→ **Quellmaterial**:
____________
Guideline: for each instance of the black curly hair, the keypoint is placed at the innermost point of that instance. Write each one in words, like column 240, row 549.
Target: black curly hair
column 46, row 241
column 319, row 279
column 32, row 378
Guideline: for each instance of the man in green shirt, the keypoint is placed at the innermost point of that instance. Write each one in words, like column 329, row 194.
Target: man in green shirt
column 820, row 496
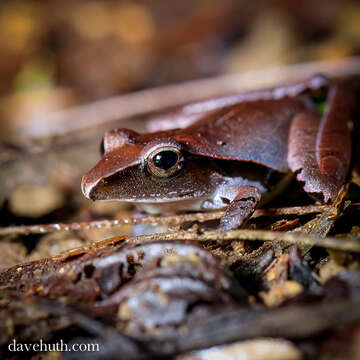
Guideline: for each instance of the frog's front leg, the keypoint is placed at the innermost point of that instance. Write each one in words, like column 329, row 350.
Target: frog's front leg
column 241, row 207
____________
→ **Aufgabe**:
Geben Sie alles vom Beginn der obigen Auflistung bis hinunter zur Zeile mit „column 32, row 378“ wortgetreu wieder, diese Zeile eingeschlossen.

→ **Ergebnis siehe unten**:
Guideline: for each instance of the black curly hair, the keypoint is placed at the innermost point of that instance. Write each one in words, like column 240, row 549.
Target: black curly hair
column 46, row 241
column 319, row 279
column 32, row 378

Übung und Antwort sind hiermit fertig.